━━━ Information provided ━━━

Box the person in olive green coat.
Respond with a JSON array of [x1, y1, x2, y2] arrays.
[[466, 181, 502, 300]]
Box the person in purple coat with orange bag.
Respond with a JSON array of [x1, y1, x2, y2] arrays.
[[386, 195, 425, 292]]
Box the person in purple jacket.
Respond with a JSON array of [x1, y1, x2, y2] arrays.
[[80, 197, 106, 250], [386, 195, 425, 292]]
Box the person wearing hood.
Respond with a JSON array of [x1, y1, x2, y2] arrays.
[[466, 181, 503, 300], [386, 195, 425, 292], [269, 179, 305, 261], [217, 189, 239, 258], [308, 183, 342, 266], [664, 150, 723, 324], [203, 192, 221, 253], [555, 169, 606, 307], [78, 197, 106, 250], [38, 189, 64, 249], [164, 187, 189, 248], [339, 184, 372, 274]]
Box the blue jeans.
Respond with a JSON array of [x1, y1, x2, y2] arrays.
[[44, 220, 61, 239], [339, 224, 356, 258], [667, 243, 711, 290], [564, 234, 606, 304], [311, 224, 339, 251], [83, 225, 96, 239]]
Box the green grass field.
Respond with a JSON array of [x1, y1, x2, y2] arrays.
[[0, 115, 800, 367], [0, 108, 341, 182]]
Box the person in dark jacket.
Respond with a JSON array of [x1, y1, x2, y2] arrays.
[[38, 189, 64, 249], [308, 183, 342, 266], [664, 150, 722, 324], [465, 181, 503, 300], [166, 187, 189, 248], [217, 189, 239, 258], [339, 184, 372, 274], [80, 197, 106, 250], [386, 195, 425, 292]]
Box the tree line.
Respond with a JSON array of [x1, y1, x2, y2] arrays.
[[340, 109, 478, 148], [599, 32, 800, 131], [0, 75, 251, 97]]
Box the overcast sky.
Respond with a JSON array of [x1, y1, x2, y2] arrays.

━━━

» **Request**: Rewrite the part of the material that opens with the line containing "Box the tree line." and runs through the end of the material, changing "overcast" to "cloudy" and leaving everything else as it is.

» **Full output**:
Box the tree line.
Respond with a JSON array of [x1, y1, x2, y2] arrays.
[[340, 109, 478, 148], [599, 32, 800, 131], [0, 75, 251, 97]]
Box the cloudy sky.
Respond with a JSON array of [x1, y1, x2, y2] arrays.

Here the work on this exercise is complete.